# Records excerpted from a collection:
=== Section Start ===
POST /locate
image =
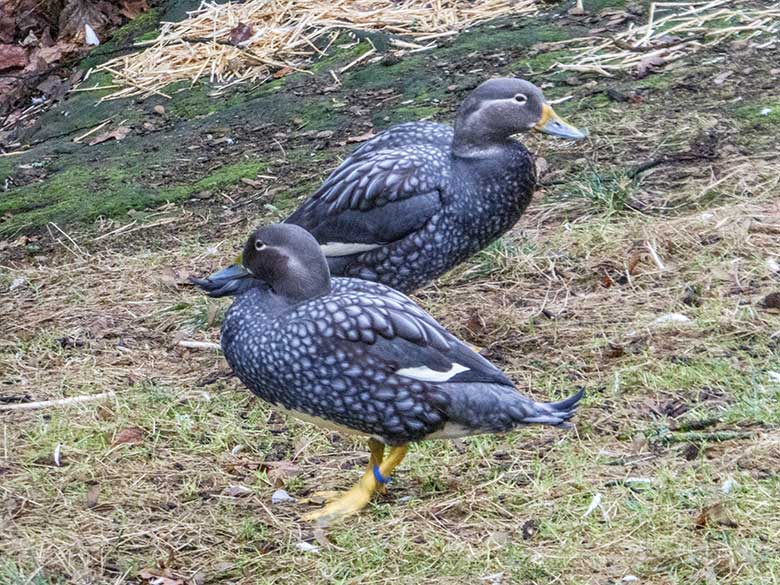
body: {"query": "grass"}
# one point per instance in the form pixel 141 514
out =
pixel 610 192
pixel 570 297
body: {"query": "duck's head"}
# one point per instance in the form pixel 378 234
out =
pixel 502 107
pixel 284 257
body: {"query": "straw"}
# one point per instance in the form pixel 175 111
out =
pixel 285 36
pixel 669 36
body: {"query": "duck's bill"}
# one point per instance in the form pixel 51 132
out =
pixel 552 124
pixel 229 281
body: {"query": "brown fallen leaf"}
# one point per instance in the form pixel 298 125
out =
pixel 237 491
pixel 280 471
pixel 240 33
pixel 648 65
pixel 100 15
pixel 722 77
pixel 116 134
pixel 173 278
pixel 12 57
pixel 714 515
pixel 132 8
pixel 633 261
pixel 771 301
pixel 159 577
pixel 93 495
pixel 368 135
pixel 129 436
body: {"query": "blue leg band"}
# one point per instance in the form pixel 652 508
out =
pixel 379 477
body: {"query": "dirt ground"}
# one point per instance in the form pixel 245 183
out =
pixel 647 270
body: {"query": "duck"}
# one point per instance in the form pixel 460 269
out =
pixel 421 197
pixel 361 358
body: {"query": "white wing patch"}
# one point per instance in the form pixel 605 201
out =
pixel 426 374
pixel 345 249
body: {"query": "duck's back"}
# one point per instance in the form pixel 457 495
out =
pixel 408 134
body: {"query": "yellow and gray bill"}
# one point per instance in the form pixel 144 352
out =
pixel 551 123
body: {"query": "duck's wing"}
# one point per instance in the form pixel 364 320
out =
pixel 405 338
pixel 401 135
pixel 375 197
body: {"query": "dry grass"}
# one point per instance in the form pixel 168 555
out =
pixel 679 434
pixel 284 35
pixel 510 505
pixel 675 30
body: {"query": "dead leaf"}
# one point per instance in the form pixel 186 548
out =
pixel 721 78
pixel 12 57
pixel 129 436
pixel 368 135
pixel 714 515
pixel 173 278
pixel 99 15
pixel 542 167
pixel 633 261
pixel 132 8
pixel 240 33
pixel 93 495
pixel 237 491
pixel 53 87
pixel 159 577
pixel 648 65
pixel 771 301
pixel 116 134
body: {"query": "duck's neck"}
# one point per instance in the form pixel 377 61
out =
pixel 475 139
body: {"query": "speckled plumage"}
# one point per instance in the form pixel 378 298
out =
pixel 427 208
pixel 421 197
pixel 362 356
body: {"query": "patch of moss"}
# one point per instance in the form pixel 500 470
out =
pixel 144 24
pixel 599 5
pixel 406 114
pixel 760 115
pixel 338 56
pixel 541 62
pixel 193 101
pixel 504 35
pixel 229 175
pixel 660 80
pixel 80 194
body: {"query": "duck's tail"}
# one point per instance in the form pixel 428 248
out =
pixel 497 408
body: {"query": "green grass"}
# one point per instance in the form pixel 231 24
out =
pixel 609 191
pixel 508 509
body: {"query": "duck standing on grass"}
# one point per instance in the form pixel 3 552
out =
pixel 358 357
pixel 419 198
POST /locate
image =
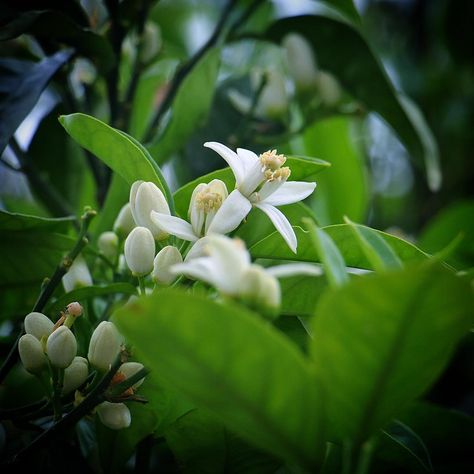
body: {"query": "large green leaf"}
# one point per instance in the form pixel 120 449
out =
pixel 302 169
pixel 190 106
pixel 453 221
pixel 121 153
pixel 273 246
pixel 343 189
pixel 22 83
pixel 382 340
pixel 361 73
pixel 230 362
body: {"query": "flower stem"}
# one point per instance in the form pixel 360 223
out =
pixel 48 288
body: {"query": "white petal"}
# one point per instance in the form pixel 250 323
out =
pixel 232 212
pixel 231 158
pixel 199 268
pixel 281 224
pixel 290 269
pixel 174 225
pixel 290 192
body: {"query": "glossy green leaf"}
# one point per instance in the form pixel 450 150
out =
pixel 22 83
pixel 382 340
pixel 361 73
pixel 455 220
pixel 190 106
pixel 343 189
pixel 267 394
pixel 378 252
pixel 329 255
pixel 116 149
pixel 273 246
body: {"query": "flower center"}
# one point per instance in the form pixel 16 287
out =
pixel 271 161
pixel 280 174
pixel 208 201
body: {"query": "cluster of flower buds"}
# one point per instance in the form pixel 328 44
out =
pixel 46 342
pixel 47 347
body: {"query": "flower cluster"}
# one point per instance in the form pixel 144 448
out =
pixel 49 351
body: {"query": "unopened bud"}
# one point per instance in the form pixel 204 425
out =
pixel 131 368
pixel 74 309
pixel 75 375
pixel 108 244
pixel 144 198
pixel 165 259
pixel 31 354
pixel 329 89
pixel 151 42
pixel 61 347
pixel 104 346
pixel 301 62
pixel 273 102
pixel 38 325
pixel 260 290
pixel 78 275
pixel 115 416
pixel 124 223
pixel 140 251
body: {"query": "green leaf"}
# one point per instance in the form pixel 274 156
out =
pixel 201 444
pixel 343 190
pixel 89 292
pixel 267 394
pixel 273 246
pixel 303 168
pixel 190 106
pixel 22 83
pixel 382 340
pixel 361 73
pixel 451 222
pixel 448 435
pixel 380 255
pixel 122 153
pixel 333 262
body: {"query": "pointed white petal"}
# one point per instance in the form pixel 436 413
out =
pixel 174 225
pixel 232 212
pixel 230 157
pixel 289 193
pixel 291 269
pixel 281 224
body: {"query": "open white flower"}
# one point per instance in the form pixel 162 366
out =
pixel 227 266
pixel 211 211
pixel 261 181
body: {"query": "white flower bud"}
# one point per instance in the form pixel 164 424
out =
pixel 124 223
pixel 273 102
pixel 144 198
pixel 131 368
pixel 75 375
pixel 140 251
pixel 61 347
pixel 77 276
pixel 329 89
pixel 165 259
pixel 108 244
pixel 31 354
pixel 301 62
pixel 261 290
pixel 104 346
pixel 74 309
pixel 115 416
pixel 38 325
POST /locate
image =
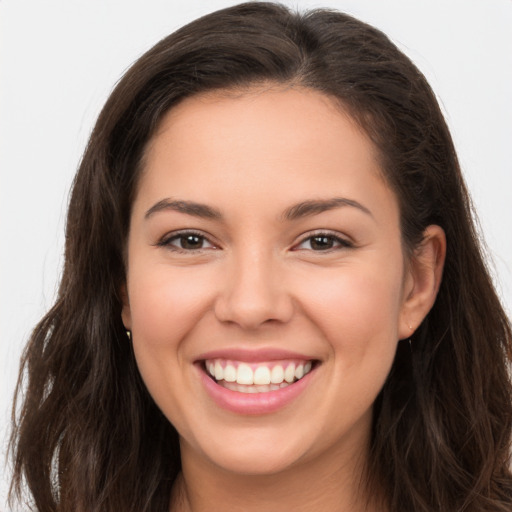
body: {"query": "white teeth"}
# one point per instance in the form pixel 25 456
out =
pixel 262 375
pixel 277 374
pixel 289 373
pixel 262 379
pixel 229 373
pixel 244 374
pixel 219 372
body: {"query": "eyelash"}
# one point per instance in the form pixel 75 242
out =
pixel 166 241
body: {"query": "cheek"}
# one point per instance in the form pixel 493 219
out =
pixel 357 312
pixel 165 304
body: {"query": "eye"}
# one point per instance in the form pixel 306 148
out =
pixel 186 241
pixel 323 242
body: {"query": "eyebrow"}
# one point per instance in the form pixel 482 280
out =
pixel 297 211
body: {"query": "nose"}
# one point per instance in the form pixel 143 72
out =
pixel 253 293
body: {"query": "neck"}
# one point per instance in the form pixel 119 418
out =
pixel 330 482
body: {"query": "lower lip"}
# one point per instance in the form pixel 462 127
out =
pixel 253 403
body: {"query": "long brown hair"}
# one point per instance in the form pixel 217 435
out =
pixel 89 436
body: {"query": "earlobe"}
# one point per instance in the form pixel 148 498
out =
pixel 424 274
pixel 125 311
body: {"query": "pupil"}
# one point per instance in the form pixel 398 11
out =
pixel 191 242
pixel 321 242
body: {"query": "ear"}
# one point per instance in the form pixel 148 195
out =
pixel 424 272
pixel 126 314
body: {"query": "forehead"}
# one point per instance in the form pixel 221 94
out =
pixel 287 143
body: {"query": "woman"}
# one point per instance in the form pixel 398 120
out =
pixel 273 294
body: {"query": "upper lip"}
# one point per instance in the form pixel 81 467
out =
pixel 253 356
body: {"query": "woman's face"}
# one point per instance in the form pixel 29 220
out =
pixel 264 244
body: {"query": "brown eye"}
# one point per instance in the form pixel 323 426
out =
pixel 190 242
pixel 186 242
pixel 323 242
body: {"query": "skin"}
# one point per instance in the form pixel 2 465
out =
pixel 256 280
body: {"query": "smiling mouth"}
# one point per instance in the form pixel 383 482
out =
pixel 257 377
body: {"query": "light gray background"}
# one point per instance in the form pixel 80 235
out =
pixel 60 58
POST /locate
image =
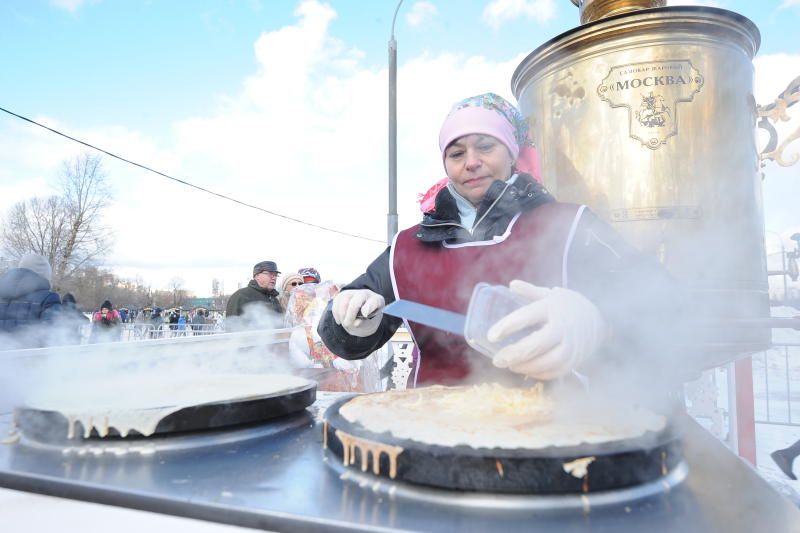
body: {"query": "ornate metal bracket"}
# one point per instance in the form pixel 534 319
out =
pixel 776 112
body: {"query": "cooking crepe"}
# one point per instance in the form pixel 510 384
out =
pixel 491 416
pixel 139 403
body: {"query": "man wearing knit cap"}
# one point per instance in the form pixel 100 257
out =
pixel 26 298
pixel 260 291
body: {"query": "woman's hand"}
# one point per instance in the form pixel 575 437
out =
pixel 567 329
pixel 346 307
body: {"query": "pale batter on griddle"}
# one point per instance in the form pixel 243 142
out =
pixel 140 402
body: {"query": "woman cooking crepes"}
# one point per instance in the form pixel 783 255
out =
pixel 491 221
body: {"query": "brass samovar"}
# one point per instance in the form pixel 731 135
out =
pixel 646 114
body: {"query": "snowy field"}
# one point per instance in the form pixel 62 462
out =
pixel 776 391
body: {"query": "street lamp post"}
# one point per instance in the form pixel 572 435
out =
pixel 392 216
pixel 783 271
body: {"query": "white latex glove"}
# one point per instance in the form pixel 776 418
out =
pixel 346 306
pixel 569 330
pixel 344 365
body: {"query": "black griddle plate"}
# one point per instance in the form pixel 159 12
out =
pixel 52 426
pixel 617 464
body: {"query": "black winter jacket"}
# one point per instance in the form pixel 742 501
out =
pixel 25 300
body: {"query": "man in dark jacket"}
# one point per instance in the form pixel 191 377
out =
pixel 26 300
pixel 259 292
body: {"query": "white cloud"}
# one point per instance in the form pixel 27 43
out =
pixel 499 12
pixel 305 136
pixel 68 5
pixel 420 13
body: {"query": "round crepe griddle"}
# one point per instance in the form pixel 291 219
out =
pixel 617 464
pixel 52 426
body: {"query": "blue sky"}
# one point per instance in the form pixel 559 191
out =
pixel 152 62
pixel 280 102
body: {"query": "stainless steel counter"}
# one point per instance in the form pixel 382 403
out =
pixel 275 477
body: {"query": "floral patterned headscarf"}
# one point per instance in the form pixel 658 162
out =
pixel 493 115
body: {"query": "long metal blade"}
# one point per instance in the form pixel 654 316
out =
pixel 425 314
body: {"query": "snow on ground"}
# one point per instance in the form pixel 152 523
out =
pixel 776 390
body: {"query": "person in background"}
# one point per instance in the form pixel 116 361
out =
pixel 785 458
pixel 310 275
pixel 198 322
pixel 105 324
pixel 259 292
pixel 26 300
pixel 307 351
pixel 593 302
pixel 182 323
pixel 289 283
pixel 156 320
pixel 72 320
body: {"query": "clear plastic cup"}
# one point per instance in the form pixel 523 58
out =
pixel 488 304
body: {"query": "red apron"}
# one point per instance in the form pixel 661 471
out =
pixel 534 248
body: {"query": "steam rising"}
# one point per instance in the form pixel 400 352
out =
pixel 46 373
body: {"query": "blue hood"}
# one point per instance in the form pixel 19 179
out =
pixel 18 282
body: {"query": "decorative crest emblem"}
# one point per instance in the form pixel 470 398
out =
pixel 652 116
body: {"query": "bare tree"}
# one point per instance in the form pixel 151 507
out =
pixel 176 285
pixel 85 195
pixel 67 229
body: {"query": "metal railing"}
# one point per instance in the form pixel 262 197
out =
pixel 136 332
pixel 776 375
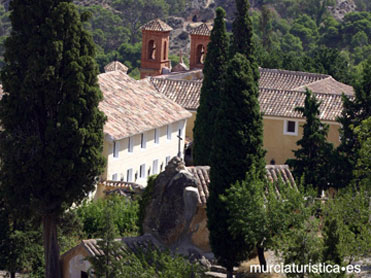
=== Section End ===
# Aim of the exercise:
Whenever "grass" occurs in a line of the entries, copy that line.

# Result for this exercise:
body: {"query": "grass"}
body: {"query": "dry grass"}
body: {"query": "green grass"}
body: {"query": "duck standing on grass"}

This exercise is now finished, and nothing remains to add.